Copy out every line of the data below that contains the word "green", keeping each line unchanged.

━━━

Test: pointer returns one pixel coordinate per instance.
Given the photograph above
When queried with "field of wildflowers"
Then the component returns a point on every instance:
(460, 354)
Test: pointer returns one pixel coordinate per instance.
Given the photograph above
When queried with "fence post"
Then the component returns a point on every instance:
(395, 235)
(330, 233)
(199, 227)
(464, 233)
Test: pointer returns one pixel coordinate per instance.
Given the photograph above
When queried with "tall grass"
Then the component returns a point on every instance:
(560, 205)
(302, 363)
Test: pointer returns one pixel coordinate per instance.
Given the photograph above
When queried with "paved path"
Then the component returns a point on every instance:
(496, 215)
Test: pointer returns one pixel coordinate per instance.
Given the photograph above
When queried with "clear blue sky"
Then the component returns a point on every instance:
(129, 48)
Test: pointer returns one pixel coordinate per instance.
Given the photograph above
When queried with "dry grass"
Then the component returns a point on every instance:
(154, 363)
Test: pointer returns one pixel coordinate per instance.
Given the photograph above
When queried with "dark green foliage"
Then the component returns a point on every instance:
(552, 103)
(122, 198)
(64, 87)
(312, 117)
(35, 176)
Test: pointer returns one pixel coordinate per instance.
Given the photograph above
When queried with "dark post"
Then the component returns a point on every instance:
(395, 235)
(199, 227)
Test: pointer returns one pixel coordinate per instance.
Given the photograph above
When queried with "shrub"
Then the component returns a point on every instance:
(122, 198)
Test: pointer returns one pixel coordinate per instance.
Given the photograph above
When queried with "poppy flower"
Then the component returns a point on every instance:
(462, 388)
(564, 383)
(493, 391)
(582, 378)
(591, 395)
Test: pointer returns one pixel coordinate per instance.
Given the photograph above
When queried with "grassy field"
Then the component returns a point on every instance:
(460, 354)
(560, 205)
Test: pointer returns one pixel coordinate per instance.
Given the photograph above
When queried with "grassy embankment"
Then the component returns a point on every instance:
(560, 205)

━━━

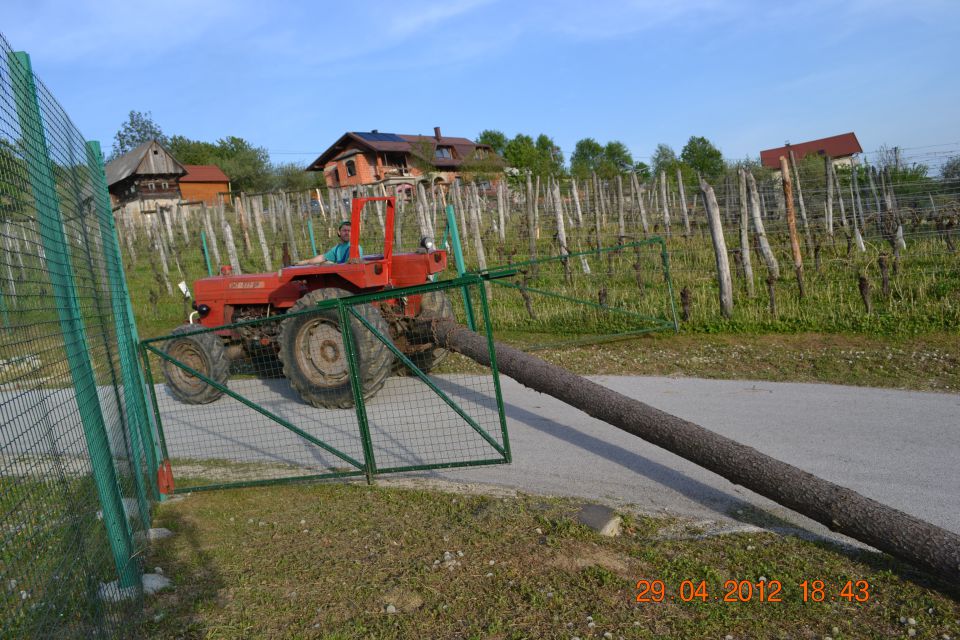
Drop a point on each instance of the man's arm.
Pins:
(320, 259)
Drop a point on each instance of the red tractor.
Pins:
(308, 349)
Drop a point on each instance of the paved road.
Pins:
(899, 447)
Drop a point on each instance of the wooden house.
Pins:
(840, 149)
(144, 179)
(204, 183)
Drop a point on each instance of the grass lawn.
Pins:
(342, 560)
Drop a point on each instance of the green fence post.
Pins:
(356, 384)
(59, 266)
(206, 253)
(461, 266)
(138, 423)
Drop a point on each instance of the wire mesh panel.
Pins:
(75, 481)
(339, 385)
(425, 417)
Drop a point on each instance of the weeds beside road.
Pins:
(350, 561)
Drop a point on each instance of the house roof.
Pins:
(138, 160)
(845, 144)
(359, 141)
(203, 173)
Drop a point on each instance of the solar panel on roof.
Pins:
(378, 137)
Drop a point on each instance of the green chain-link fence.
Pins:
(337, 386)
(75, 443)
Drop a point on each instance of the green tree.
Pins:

━━━

● Problem solution:
When queried with "dark green foliage"
Drop a point on each instance of the green fence post.
Drop a point on each instance of the green chain-link fence.
Drop a point on each instance of the green tree.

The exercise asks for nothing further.